Retype each record shown below, leaving every character as it is.

⟨

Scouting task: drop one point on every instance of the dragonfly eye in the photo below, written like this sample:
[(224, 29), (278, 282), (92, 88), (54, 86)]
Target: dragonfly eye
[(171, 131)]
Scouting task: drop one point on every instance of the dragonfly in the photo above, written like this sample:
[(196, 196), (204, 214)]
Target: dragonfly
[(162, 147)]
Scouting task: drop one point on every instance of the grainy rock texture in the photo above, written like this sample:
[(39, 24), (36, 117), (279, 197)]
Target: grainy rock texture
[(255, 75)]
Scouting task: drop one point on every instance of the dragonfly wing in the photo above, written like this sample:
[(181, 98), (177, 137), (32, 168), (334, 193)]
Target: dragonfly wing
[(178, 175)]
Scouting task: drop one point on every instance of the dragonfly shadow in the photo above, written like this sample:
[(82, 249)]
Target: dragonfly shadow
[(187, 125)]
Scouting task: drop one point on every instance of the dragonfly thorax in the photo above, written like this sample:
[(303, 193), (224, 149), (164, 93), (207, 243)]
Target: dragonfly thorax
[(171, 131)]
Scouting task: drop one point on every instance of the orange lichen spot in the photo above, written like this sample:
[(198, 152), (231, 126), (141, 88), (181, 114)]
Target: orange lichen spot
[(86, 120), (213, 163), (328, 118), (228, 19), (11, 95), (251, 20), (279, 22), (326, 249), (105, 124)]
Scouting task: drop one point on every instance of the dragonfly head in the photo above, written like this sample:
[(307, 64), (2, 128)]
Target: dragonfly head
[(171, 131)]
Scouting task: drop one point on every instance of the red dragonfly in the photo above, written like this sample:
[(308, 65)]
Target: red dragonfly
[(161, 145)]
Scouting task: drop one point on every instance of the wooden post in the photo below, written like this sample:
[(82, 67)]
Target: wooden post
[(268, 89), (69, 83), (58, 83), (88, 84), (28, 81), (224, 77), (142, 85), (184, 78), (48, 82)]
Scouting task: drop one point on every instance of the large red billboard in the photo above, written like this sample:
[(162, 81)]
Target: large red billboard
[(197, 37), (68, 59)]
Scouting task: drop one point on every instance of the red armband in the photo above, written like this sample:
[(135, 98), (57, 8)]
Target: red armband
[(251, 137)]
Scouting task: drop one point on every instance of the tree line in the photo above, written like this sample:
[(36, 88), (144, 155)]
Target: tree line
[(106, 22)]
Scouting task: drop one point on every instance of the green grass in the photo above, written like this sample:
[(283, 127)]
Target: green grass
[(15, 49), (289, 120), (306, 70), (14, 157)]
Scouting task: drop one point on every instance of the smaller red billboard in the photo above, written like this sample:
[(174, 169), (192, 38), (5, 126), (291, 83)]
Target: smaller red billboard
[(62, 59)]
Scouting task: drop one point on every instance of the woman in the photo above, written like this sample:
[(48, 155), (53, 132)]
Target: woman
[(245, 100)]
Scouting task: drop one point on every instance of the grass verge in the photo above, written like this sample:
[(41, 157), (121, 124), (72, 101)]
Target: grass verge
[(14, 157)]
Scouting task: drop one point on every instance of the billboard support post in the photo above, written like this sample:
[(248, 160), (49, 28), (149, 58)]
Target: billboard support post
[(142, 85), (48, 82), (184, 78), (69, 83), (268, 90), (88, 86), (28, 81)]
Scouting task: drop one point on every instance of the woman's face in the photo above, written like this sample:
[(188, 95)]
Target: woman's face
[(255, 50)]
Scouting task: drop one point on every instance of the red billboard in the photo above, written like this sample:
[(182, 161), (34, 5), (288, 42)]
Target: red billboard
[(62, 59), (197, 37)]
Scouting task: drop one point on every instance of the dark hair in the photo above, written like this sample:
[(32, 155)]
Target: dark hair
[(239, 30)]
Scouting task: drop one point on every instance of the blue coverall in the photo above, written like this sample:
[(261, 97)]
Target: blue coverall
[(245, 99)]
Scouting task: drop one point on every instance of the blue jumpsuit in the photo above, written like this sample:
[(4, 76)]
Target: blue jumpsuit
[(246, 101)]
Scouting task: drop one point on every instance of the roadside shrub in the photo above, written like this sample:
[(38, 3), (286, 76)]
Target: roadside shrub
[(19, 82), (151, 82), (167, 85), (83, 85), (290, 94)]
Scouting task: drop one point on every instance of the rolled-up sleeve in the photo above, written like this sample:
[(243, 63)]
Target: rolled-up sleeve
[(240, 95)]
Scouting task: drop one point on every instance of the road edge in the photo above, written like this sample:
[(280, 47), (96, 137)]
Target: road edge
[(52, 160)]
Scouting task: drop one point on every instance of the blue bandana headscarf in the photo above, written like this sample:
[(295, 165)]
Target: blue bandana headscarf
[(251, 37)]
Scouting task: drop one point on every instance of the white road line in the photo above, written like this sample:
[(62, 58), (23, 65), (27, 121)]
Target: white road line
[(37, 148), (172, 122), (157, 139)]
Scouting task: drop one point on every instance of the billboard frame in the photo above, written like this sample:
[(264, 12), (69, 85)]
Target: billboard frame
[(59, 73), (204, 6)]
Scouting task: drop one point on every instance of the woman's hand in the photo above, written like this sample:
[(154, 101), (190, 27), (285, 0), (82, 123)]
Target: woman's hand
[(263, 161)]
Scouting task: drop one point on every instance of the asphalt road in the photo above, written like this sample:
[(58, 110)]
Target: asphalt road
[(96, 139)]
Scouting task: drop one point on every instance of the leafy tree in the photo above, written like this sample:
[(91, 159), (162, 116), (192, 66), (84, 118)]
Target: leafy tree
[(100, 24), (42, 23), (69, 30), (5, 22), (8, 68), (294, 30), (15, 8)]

⟩

**RESULT FOR THIS TASK:**
Scouting task: drop one point on every instance of the dragonfly eye in the photo below, written like this sample:
[(224, 29), (278, 282), (92, 88), (54, 86)]
Target: dragonfly eye
[(171, 131)]
Scouting task: drop one point on every instance of the dragonfly in the photo above, written like this sample:
[(196, 196), (204, 214)]
Target: dragonfly
[(162, 147)]
Scouting task: drop one point on every instance of the grainy rock texture in the photo above, written like this sample:
[(39, 24), (36, 117), (279, 197)]
Target: grainy rock texture
[(255, 75)]
Scouting task: drop one point on every instance of the dragonfly wing in the photo above, written like this sample:
[(181, 98), (177, 137), (32, 168), (334, 193)]
Target: dragonfly wing
[(178, 175)]
Scouting task: drop one point on every instance of the dragonfly shadow in the photo above, written like this sample:
[(82, 249)]
Target: dragonfly shadow
[(187, 125)]
Scouting task: drop one point on every instance of the dragonfly thorax in the photo above, written like this sample:
[(303, 193), (224, 149), (164, 93), (207, 243)]
Target: dragonfly thorax
[(171, 131)]
Scouting task: drop one point on every instance of the orange lichen spot in the photo above, written like this sample:
[(198, 152), (231, 126), (141, 88), (181, 114)]
Target: orange lichen spot
[(86, 120), (213, 163), (328, 118), (228, 19), (11, 95), (251, 20), (279, 22), (326, 249), (105, 124)]
Scouting task: drop one point on every instance of the dragonfly head in the photo above, written like this sample:
[(307, 64), (2, 128)]
Target: dragonfly head
[(171, 131)]
Scouting task: drop one point on every instance of the red dragonfly in the photo above, written like this sample:
[(308, 65)]
Target: red dragonfly
[(161, 145)]
Scouting task: drop one point on every instance of the wooden post in the photo below, written like this sample:
[(82, 67)]
Target: wooden post
[(268, 89), (69, 83), (58, 83), (88, 84), (28, 81), (224, 77), (142, 85), (184, 78), (48, 82)]
Scouting task: drop one point on every instance of the large red billboard in the photo above, written like this sample:
[(162, 81)]
Target: large red billboard
[(197, 37), (68, 59)]
Scouting task: drop one point on every instance of the red armband in the photo above, written like this sample:
[(135, 98), (57, 8)]
Target: red armband
[(251, 137)]
Scouting task: drop one point on every instance of the tree line in the photo above, written like this sample:
[(36, 88), (144, 155)]
Target: tree line
[(106, 22)]
Scouting task: drop one point on every instance of the green grass in the photo above, written like this sample:
[(283, 127)]
Target: green grass
[(15, 49), (289, 120), (306, 70), (14, 157)]
Scouting task: drop one point on every instance of the smaller red billboard in the photo above, written like this sample:
[(174, 169), (192, 38), (5, 126), (291, 83)]
Target: smaller red billboard
[(62, 59)]
Scouting task: drop one point on every instance of the woman in the photo above, written like this sample:
[(48, 155), (53, 132)]
Target: woman
[(245, 100)]
Scouting task: drop one point on every instance of the grass verge in the photo above, written like this sample:
[(41, 157), (121, 124), (72, 101)]
Target: grass verge
[(14, 157)]
Scouting task: drop one point on every instance of the billboard support post in the photo above, written like this sample:
[(248, 160), (49, 28), (149, 58)]
Target: billboard support post
[(142, 85), (48, 82), (184, 78), (69, 83), (268, 90), (88, 86), (28, 81)]
Scouting task: drop one point on every instance of the woman's face in the photo above, written like this sample:
[(188, 95)]
Target: woman's face
[(255, 50)]
Scouting task: drop one point on every instance of the red billboard in the photo above, written like this sample:
[(182, 161), (34, 5), (288, 42)]
Target: red billboard
[(62, 59), (197, 37)]
Scouting task: drop one point on every instance of the dark hair in the photo above, written like this sample:
[(32, 155)]
Target: dark hair
[(239, 30)]
Scouting task: drop one point on every instance of the blue coverall in the photo above, written like this sample:
[(261, 97)]
Target: blue coverall
[(245, 99)]
Scouting task: drop one point on every instance of the blue jumpsuit in the photo above, written like this sample:
[(4, 76)]
Target: blue jumpsuit
[(246, 101)]
Scouting task: drop one point on every instance of the roadside shrub in the photo above, written like this sample:
[(38, 3), (286, 76)]
Target: roadside shrub
[(19, 82), (151, 82), (167, 85), (83, 85), (290, 94)]
Scouting task: drop one point on every instance of the rolled-up sleeve in the photo above, written like this sample:
[(243, 63)]
Target: rolled-up sleeve
[(240, 95)]
Scouting task: drop one point on every instance of the road edge in the photo above, written like this sample:
[(280, 47), (96, 137)]
Target: road edge
[(52, 160)]
Scouting task: drop one point on every instance of the blue bandana headscarf in the photo above, written like this sample:
[(295, 165)]
Target: blue bandana headscarf
[(251, 37)]
Scouting task: drop one point on every instance of the white road line in the photo above, written like this sample:
[(62, 58), (23, 65), (27, 121)]
Target: white road line
[(37, 148), (172, 122), (157, 139)]
Scouting task: drop one point on every instance of the billboard frame in the photo above, written like this sample:
[(264, 12), (69, 85)]
Target: billboard frame
[(59, 73), (204, 6)]
Scouting task: drop one point on every instance of the woman's hand in the photo above, written like this sample:
[(154, 101), (190, 27), (285, 0), (82, 123)]
Target: woman's hand
[(263, 161)]
Scouting task: drop one point on every instance of the asphalt road in the photo above, written like this sample:
[(58, 110)]
Target: asphalt road
[(96, 139)]
Scouting task: drop one point on every instance of the leafy tree in the photo above, written like this sample:
[(91, 159), (162, 116), (192, 66), (84, 118)]
Target: leafy tree
[(100, 24), (42, 23), (69, 30), (5, 22), (8, 68), (294, 30), (15, 8)]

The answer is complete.